----- Source

In the following description and in the claims various details will be identified by specific names for convenience; these names, however, are intended to be generic in their application. Corresponding reference characters refer to like members throughout the figures showing the construction of the turbine-type vibrator and in the charts and graphs used therewith.
The drawings and charts accompanying, and forming part of, this specification disclose certain details of construction for the purpose of explanation of the invention, but it should be understood that structural details may be modified in various respects without departure from the concept and principles of the invention and that the turbine-type vibrator may be incorporated in other structural forms than shown.
Referring now in particular to the drawings there is shown in FIG. 1 an isometric exploded view of the preferred construction of an air turbine vibrator of this invention. This vibrator includes a housing generally designated as 10 and having a base adapted for mounting onto a flat surface. This base includes leg portions 12 and 14 and above and between these portions is provided a chamber portion 16 which is circular in configuration and of a determined depth. This chamber has formed outwardly and on the near side an outer larger circular recess 18 adapted to receive and retain a disc-like end 20 which has mounted to it an axle 22. This axle includes a near threaded portion 23 and at its left or distal end a threaded portion 24, both threaded portions adapted to receive and be retained by a nut 25. A back wall 26 is formed in the housing and closes off the rear portion of the chamber area 16. This back wall is formed with a hole 28 providing a passage therethrough for the axle member 22.
Adapted for mounting on the axle 22 is a rotor generally designated as 30. This rotor includes a ball bearing 32 which provides the antifriction bearing portion around which the rotor is driven. Around this ball bearing 32 is a rotor portion 34 which has formed on the outer periphery thereof teeth 36 whose size and spacing is essential in the quiet operation of the turbine. Between the bearing 32 and the outer tooth portion 36 there is mounted in the rotor portion 34 heavier elements in the form of dowels or rods and generally identified as 38. These heavier elements may be of steel, sintered heavy metal, lead or the like. These rods are mounted as by a press fit or by threaded retention into previously prepared holes in the rotor portion 34 which is usually a die casting or machined part of zinc or aluminum. It is to be noted that the rotor need not be limited to metal as plastic may also be used. Since the air being fed into the turbine often carries impurities with it in the form of rust, scale or dust the use of a plastic for the rotor may or may not be feasible depending upon the environment in which it is used. However, it is to be contemplated that the scope of this invention includes the use of plastics and the like for both the rotor and the housing.

----------
----- Recorded information

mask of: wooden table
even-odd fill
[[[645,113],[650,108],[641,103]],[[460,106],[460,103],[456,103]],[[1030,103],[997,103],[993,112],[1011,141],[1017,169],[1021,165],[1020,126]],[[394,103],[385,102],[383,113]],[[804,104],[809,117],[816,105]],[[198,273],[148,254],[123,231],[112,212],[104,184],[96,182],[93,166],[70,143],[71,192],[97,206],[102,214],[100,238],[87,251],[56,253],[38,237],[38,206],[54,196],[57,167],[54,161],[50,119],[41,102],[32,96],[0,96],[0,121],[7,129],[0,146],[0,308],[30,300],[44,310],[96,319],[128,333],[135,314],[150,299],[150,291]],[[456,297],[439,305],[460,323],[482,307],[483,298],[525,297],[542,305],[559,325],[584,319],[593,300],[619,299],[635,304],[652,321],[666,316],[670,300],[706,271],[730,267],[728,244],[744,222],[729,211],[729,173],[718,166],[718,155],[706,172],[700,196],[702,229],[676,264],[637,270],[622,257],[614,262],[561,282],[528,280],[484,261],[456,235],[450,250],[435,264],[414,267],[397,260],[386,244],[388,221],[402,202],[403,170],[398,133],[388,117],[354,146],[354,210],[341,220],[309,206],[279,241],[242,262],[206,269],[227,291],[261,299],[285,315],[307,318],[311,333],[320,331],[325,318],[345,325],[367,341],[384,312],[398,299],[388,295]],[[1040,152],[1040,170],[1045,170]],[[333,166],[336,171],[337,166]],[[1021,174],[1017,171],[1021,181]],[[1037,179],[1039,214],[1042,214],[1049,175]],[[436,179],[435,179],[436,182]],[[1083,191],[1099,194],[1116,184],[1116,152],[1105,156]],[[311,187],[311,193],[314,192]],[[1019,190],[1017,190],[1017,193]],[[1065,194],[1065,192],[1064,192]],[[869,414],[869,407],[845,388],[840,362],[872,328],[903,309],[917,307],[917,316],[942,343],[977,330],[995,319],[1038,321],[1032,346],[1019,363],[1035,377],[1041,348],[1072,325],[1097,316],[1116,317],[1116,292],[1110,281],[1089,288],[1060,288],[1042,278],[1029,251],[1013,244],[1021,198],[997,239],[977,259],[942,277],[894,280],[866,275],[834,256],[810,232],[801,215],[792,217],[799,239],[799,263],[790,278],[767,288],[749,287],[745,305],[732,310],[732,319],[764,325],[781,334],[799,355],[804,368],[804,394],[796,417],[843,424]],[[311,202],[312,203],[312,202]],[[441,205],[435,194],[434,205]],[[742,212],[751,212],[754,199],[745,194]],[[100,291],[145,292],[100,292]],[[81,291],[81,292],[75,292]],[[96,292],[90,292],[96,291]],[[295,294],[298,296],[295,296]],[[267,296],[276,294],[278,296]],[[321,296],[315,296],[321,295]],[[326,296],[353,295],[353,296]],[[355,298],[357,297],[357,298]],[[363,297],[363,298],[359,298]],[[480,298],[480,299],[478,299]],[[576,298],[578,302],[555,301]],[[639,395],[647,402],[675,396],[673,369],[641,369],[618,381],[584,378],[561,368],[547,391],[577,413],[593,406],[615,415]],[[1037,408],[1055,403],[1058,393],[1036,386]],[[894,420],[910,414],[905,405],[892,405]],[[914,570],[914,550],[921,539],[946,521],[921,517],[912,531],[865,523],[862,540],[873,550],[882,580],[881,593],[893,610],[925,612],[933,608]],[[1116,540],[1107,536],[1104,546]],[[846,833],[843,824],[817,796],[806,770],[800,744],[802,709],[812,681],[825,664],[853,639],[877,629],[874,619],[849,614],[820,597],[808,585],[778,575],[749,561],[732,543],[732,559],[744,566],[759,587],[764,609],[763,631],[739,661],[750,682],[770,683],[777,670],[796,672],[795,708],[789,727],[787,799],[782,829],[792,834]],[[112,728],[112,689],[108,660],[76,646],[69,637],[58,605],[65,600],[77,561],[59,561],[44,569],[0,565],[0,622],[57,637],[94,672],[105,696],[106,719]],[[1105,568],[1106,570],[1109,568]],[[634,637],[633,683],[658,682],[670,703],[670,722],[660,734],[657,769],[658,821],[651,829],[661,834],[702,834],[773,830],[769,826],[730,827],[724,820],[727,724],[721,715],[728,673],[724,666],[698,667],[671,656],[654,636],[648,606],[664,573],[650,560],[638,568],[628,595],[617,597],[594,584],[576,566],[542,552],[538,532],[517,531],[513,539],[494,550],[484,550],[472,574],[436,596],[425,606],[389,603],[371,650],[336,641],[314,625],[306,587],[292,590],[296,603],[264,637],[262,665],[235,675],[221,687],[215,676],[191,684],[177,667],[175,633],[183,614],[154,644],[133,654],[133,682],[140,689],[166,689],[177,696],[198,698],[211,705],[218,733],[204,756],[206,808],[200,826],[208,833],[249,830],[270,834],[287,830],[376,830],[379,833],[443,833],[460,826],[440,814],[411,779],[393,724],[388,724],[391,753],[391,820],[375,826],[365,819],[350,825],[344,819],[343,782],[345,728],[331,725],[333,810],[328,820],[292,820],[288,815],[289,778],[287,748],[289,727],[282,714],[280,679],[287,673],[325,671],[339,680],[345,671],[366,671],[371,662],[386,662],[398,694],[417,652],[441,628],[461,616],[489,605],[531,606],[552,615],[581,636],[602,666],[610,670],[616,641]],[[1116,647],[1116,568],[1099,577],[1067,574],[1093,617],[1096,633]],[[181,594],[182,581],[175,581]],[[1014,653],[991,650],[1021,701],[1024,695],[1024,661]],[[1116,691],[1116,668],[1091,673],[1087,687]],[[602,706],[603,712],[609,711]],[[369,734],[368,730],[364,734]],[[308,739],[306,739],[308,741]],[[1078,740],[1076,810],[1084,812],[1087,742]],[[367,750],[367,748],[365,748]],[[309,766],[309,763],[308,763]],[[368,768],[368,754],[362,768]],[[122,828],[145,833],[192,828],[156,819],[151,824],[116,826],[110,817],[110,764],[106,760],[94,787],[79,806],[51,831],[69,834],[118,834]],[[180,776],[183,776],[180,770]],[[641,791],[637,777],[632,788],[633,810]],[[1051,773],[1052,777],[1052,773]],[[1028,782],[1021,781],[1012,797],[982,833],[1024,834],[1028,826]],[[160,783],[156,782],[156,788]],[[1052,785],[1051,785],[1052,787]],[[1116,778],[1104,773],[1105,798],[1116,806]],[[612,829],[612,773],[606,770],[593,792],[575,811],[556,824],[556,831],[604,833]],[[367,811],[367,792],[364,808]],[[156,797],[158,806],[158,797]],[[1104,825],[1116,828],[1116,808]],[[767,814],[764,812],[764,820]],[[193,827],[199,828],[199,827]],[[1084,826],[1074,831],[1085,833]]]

----------

Transcribe the part of the air turbine vibrator text that opens with the words containing "The drawings and" and closes with "forms than shown.". Work only from the air turbine vibrator text for this.

Exercise output>
The drawings and charts accompanying, and forming part of, this specification disclose certain details of construction for the purpose of explanation of the invention, but it should be understood that structural details may be modified in various respects without departure from the concept and principles of the invention and that the turbine-type vibrator may be incorporated in other structural forms than shown.